Listed entries:
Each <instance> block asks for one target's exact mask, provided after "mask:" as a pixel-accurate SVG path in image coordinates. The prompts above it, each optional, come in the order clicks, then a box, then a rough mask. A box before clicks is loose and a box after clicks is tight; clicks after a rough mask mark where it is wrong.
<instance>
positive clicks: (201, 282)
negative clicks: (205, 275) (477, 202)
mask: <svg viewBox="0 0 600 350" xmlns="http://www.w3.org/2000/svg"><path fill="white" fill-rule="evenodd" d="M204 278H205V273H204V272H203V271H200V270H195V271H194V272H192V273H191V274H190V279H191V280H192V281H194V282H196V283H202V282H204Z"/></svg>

* * *

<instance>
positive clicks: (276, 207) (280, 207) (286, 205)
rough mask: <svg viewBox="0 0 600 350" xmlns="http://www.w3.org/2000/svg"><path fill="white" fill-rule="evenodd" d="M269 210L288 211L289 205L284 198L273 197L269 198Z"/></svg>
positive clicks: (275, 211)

What needs to be done:
Copy out each row above that contains the word "rough", leaving out all other rows.

Answer space:
Each <instance> block asks for one target's exact mask, provided after "mask:" as a pixel-accurate SVG path in image coordinates. The prompts above it, each optional, come in the order clicks, then a box, then a rough mask. A box before clicks is loose and a box after clicks is tight; clicks after a rough mask mark where it is wrong.
rough mask: <svg viewBox="0 0 600 350" xmlns="http://www.w3.org/2000/svg"><path fill="white" fill-rule="evenodd" d="M269 210L288 211L289 205L284 198L273 197L269 198Z"/></svg>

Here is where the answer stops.